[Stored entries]
——
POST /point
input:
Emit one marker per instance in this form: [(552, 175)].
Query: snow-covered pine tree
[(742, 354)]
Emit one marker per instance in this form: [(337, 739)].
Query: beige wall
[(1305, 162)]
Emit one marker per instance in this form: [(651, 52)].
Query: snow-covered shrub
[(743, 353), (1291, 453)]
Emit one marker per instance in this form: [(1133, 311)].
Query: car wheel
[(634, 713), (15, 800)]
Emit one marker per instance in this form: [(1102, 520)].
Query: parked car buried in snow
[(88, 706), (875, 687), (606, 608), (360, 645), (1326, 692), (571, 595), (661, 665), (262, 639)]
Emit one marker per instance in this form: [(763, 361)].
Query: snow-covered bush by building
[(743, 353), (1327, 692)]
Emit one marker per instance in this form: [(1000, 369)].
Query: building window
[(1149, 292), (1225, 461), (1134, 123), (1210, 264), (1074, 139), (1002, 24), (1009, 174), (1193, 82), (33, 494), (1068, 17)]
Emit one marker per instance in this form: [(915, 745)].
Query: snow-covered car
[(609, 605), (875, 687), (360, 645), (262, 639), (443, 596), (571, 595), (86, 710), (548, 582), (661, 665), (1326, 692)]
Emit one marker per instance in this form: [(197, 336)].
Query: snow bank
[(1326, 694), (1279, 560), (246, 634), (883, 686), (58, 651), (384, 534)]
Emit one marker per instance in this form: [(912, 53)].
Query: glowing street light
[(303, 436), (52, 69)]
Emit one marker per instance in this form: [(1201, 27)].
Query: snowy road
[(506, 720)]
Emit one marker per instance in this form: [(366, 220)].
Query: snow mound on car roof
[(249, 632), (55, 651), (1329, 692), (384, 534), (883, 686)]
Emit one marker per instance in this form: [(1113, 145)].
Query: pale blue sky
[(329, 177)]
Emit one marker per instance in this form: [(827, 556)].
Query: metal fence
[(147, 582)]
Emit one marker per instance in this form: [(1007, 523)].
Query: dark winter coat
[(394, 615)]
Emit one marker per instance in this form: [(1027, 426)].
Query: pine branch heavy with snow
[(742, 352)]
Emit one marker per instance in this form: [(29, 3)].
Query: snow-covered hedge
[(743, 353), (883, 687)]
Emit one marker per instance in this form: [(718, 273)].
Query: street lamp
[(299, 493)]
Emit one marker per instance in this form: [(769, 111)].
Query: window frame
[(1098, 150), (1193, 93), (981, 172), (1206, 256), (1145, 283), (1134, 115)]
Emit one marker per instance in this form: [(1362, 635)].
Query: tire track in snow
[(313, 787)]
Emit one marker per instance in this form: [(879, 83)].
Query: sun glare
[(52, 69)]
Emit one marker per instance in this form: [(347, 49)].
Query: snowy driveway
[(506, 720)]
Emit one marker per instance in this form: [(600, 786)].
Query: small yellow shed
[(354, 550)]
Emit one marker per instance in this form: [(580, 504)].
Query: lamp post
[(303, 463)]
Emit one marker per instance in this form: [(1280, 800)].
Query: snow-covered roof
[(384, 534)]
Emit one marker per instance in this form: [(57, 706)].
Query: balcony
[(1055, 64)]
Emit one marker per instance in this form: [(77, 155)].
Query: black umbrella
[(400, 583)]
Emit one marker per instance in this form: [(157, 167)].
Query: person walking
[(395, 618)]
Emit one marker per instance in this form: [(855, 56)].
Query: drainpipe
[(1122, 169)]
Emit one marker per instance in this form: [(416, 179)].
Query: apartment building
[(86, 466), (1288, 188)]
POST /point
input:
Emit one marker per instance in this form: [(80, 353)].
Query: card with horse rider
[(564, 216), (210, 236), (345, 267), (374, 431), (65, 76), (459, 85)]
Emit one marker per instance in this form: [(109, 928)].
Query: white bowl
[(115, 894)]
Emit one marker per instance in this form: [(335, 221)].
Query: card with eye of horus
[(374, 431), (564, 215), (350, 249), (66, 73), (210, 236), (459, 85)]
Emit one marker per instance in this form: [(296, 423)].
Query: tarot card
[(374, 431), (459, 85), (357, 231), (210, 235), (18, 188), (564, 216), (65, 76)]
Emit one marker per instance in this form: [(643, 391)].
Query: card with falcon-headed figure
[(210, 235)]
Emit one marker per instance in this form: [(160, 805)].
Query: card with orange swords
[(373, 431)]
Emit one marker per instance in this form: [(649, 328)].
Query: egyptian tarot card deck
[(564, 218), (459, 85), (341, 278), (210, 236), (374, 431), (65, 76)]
——
* [PROBLEM TO WORK ON] Going line by line, copy the data above exactly.

* [RESULT FOR THIS TASK]
POST /point
input:
Emit one marker per instance in this form: [(552, 175)].
Query: snow-covered pine tree
[(742, 354)]
Emit one marker per instance in this form: [(337, 739)].
Query: beige wall
[(1305, 162)]
Emit one marker per instance in this form: [(651, 52)].
Query: snow-covered shrub
[(743, 353), (1291, 453)]
Emit one marker per instance in this form: [(1133, 311)].
Query: car wheel
[(634, 713), (15, 800)]
Emit one marker per instance in this form: [(1102, 520)].
Query: parked car buried in snow
[(88, 706), (875, 687), (606, 608), (360, 645), (1326, 692), (571, 595), (661, 665), (262, 639)]
Emit one marker per instance in this form: [(763, 361)].
Query: snow-covered bush by building
[(743, 353), (1327, 692)]
Emit one marker per instance in this form: [(1000, 369)].
Query: building window
[(1149, 292), (1225, 461), (1134, 123), (1210, 264), (1074, 139), (1002, 24), (1009, 174), (1193, 82), (33, 494), (1068, 17)]
Emit one marker per instance in this form: [(915, 745)].
Query: snow-covered car
[(609, 605), (875, 687), (360, 645), (262, 639), (443, 596), (571, 595), (86, 710), (548, 582), (661, 665), (1326, 692)]
Emit one marker per instance in this form: [(197, 336)].
Query: snow bank
[(1326, 694), (1279, 560), (246, 634), (883, 686), (58, 651), (384, 534)]
Emit one marker per instance in this form: [(912, 53)].
Query: glowing street light
[(303, 436), (52, 69)]
Emit one marker per instance in this form: [(1201, 27)].
Query: snowy road
[(506, 720)]
Emit one marker per instance in this form: [(366, 220)].
Query: snow mound on car roof
[(249, 632), (55, 651), (1329, 692), (384, 534), (883, 686)]
Emit one marker per instance in this form: [(1113, 145)].
Query: pale blue sky
[(329, 177)]
Emit one marker per instance in this form: [(827, 556)].
Query: metal fence
[(147, 582)]
Emit one marker per instance in this form: [(1007, 523)].
Query: dark winter coat
[(394, 615)]
Emit one marker per instance in this form: [(1027, 426)].
Query: pine branch heavy with snow
[(742, 352)]
Emit one marker per instance in this form: [(29, 3)].
Query: snow-covered hedge
[(743, 353), (883, 687)]
Emit one marker per instance in this form: [(718, 273)].
Query: street lamp
[(299, 493)]
Emit one marker per instance in this form: [(769, 111)].
Query: window frame
[(1098, 150), (1193, 93), (981, 172), (1206, 256), (1145, 283), (1134, 115)]
Emit one marker per instance in this form: [(1362, 635)].
Query: tire track in snow
[(313, 787)]
Emit one marker per instance in this form: [(879, 83)].
Query: sun glare
[(52, 69)]
Emit one marker per instance in this form: [(347, 49)].
Query: snowy driveway
[(506, 720)]
Emit one marker per instance in this form: [(600, 786)].
Query: small yellow shed
[(354, 550)]
Emit one marker per instance in this form: [(580, 504)].
Query: lamp post
[(303, 463)]
Emit one marker per instance in this form: [(1280, 800)].
Query: snow-covered roof
[(384, 534)]
Emit one marker per instance in this form: [(57, 706)].
Query: balcony
[(1055, 64)]
Emit one marker per instance in this form: [(77, 155)].
Query: black umbrella
[(400, 583)]
Emit one marker per instance in this form: [(157, 167)].
Query: person walking
[(395, 618)]
Emit one marker per instance in this form: [(855, 56)].
Query: drainpipe
[(1122, 169)]
Emit one marker per instance in this form: [(416, 179)].
Query: apartment building
[(86, 466), (1288, 188)]
POST /point
input:
Emit one marker per instance in this form: [(80, 353)].
Query: card with horse rider
[(564, 216), (210, 236), (345, 267), (374, 431), (65, 76), (459, 85)]
Emit one marker per instance in this form: [(109, 928)].
Query: white bowl
[(115, 894)]
Emit one marker per instance in this form: [(335, 221)].
Query: card with eye of horus
[(374, 431), (564, 215), (350, 249), (66, 73), (210, 236), (459, 85)]
Emit one marker per instance in this form: [(296, 423)].
Query: tarot card
[(374, 431), (459, 85), (357, 231), (210, 235), (18, 188), (564, 216), (65, 76)]
Emit one marker per instance in this form: [(643, 391)].
Query: card with falcon-headed figure
[(210, 235)]
Emit one marker per instance in this form: [(160, 805)].
Query: card with orange swords
[(373, 431)]
Emit one marker per instance in this form: [(649, 328)].
Query: egyptian tarot card deck
[(564, 218), (459, 85), (341, 278), (210, 236), (374, 431), (65, 76)]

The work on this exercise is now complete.